## INPUT DATA
┄┄┄┄┄┄┄┄┄┄┄┄┄┄┄┄┄┄┄┄

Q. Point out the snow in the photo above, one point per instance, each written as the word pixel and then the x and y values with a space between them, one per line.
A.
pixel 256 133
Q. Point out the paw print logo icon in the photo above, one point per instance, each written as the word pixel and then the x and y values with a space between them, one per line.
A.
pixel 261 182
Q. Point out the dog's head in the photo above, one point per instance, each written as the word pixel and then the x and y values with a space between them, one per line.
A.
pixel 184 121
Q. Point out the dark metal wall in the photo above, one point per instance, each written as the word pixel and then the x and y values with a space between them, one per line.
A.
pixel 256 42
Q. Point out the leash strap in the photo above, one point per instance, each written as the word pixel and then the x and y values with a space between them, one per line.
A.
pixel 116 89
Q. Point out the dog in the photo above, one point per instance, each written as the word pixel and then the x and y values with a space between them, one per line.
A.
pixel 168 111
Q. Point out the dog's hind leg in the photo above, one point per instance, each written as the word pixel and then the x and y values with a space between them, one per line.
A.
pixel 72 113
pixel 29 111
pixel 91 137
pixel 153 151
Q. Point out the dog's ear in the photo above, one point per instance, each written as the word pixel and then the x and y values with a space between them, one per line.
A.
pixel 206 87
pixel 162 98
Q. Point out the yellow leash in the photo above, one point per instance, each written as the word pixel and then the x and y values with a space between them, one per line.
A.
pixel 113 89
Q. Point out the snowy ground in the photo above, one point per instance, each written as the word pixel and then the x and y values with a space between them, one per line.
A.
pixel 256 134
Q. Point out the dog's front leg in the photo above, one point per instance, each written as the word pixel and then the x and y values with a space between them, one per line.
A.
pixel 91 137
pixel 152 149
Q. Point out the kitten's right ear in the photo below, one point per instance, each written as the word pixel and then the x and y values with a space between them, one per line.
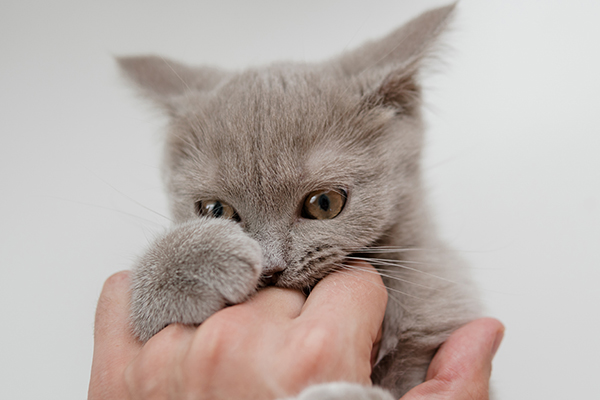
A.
pixel 162 79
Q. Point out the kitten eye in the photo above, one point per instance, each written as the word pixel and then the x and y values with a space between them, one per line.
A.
pixel 216 209
pixel 324 204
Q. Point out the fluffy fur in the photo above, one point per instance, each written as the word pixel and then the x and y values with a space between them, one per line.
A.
pixel 261 140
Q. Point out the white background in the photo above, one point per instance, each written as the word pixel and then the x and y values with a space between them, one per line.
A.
pixel 513 163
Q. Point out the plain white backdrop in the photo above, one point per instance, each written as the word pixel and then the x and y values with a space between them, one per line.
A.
pixel 513 164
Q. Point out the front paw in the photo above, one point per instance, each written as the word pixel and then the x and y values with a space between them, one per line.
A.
pixel 191 272
pixel 343 391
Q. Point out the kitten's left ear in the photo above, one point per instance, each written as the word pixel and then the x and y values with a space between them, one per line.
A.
pixel 162 80
pixel 388 67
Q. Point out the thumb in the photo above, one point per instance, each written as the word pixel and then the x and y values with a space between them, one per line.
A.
pixel 462 367
pixel 114 345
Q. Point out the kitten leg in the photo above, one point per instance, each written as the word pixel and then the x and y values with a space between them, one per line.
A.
pixel 192 271
pixel 343 391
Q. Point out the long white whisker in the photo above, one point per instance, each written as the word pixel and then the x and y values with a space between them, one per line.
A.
pixel 390 295
pixel 388 288
pixel 386 275
pixel 130 198
pixel 392 264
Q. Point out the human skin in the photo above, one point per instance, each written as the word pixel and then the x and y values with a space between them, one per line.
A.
pixel 274 345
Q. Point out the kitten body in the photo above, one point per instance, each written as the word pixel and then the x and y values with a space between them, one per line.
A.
pixel 259 142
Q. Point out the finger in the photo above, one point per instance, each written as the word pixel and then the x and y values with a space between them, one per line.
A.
pixel 463 364
pixel 114 344
pixel 155 372
pixel 271 304
pixel 354 294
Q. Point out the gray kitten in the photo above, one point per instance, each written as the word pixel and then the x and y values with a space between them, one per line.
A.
pixel 278 175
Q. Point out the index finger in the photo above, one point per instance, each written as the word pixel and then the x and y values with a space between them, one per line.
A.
pixel 114 344
pixel 356 293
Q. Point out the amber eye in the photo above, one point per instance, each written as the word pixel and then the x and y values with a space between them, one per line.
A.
pixel 216 209
pixel 324 204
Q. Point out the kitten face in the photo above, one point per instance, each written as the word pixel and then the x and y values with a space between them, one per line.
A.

┄┄┄┄┄┄┄┄┄┄┄┄┄┄┄┄┄┄┄┄

## GOAL
Generate a word-for-word copy of the preceding records, excluding all pictures.

## SOLVED PROBLEM
Q. Point out the snow in the photo above, one point per instance, each written as the word pixel and then the x and y values with a space between them, one per line.
A.
pixel 256 133
Q. Point out the paw print logo icon in the photo above, one point per instance, each written as the word pixel and then the x and y values with a space between them, one per line.
A.
pixel 261 182
Q. Point out the dog's head in the photo above, one point per instance, each written as the word pixel and then the x and y values with a space between them, one per line.
A.
pixel 184 121
Q. Point out the dark metal wall in the photo above, one point per instance, each written as the word pixel and then the x and y values with a space between them, one per line.
A.
pixel 256 42
Q. Point out the leash strap in the photo above, one point per instance, each written as the word pixel and then the x and y values with a space between them, one per line.
A.
pixel 116 89
Q. Point out the dog in the photo above, one point per instance, each written as the word pixel and then the x and y values with a space between them, one per line.
A.
pixel 168 111
Q. Point out the dog's hind leg in the photo above, one point per instance, each written as the word pixel and then the x and y values with a space between them, one per line.
A.
pixel 72 113
pixel 29 111
pixel 91 137
pixel 153 151
Q. Point out the dog's ear in the photo above, one point per instance, each written as the word pixel and then the x and y values with a space between them, one per line.
A.
pixel 206 87
pixel 162 98
Q. Point out the yellow leash in the photo above, one point per instance, each written as the word pixel and then the x and y values with a space between them, one per line.
A.
pixel 113 89
Q. Point out the snowy ground in the photo above, one point per instance, each written as the word pixel and then the x and y values with a space between them, one per line.
A.
pixel 256 134
Q. Point out the dog's front leg in the photo above, one point per instance, each written as the word pixel and then the x and y values with a space between them, one per line.
A.
pixel 91 137
pixel 152 149
Q. Point out the kitten's right ear in the photo below, one point per instance, each written as the word pixel and then the x and y values with a space between them, one per line.
A.
pixel 162 79
Q. Point out the kitten eye in the photo above, one point per instance, each written as the word pixel and then the x and y values with a space between them, one per line.
A.
pixel 216 209
pixel 324 204
Q. Point out the fluffy fur in the photo above, one point per instance, each written as the word pixel and then the x and y values with a space between them, one per line.
A.
pixel 261 140
Q. Point out the white background in the photo above, one point per instance, each written as the word pixel and then the x and y values with a space between them, one per line.
A.
pixel 513 163
Q. Point out the plain white backdrop in the photo above, one point per instance, each written as the word pixel and then the x and y values with a space between them, one per line.
A.
pixel 513 164
Q. Point out the front paw in the photo above, one point per instance, each written as the word pixel and then the x and y values with a space between them, one per line.
A.
pixel 191 272
pixel 343 391
Q. Point out the kitten's left ear in the photo above, one point per instance, each written as the word pixel and then the x and y values with a space between them, one per line.
A.
pixel 162 80
pixel 388 67
Q. Point out the thumb in the photo above, one point per instance, each written as the word pixel and then the x and y values with a space between them, one per line.
A.
pixel 462 367
pixel 114 345
Q. Point out the kitten leg in the photo above, one point per instance, each written as the word pixel and then the x and y values with a space between them, one per line.
A.
pixel 192 271
pixel 343 391
Q. Point out the long white whisker in the photo above, one point per instance, each written as the word pixel and then the x and y values with a space between them, one per line.
A.
pixel 390 295
pixel 388 288
pixel 386 275
pixel 130 198
pixel 392 264
Q. Point out the human skin in the photo above, one point per instance, each written as the word pixel and then the x and y values with a space between them, one per line.
A.
pixel 274 345
Q. Point out the kitten body in the photo above, one point per instance, each written as the word pixel and then the x and y values with a space between them, one per line.
A.
pixel 259 142
Q. Point out the finger in the photo above, one point per instance, each written as the word pixel and then the x and y values with a space between them, one per line.
A.
pixel 463 364
pixel 114 344
pixel 155 372
pixel 271 304
pixel 354 294
Q. Point out the gray kitten in the photo above, one point per instance, each written as the word pixel and then the x and y values with a space between them, one per line.
A.
pixel 278 175
Q. Point out the index finger in the photo above, one point per instance, each written as the word pixel and then the x and y values with a space between them, one per line.
A.
pixel 114 344
pixel 356 293
Q. Point out the amber eye in the photo above, one point per instance, each written as the word pixel and then the x and y values with a space between them, one per line.
A.
pixel 216 209
pixel 324 204
Q. Point out the kitten face in the photo above, one point per instance, each written as the word pixel and then the x and y values with a space between them, one per line.
A.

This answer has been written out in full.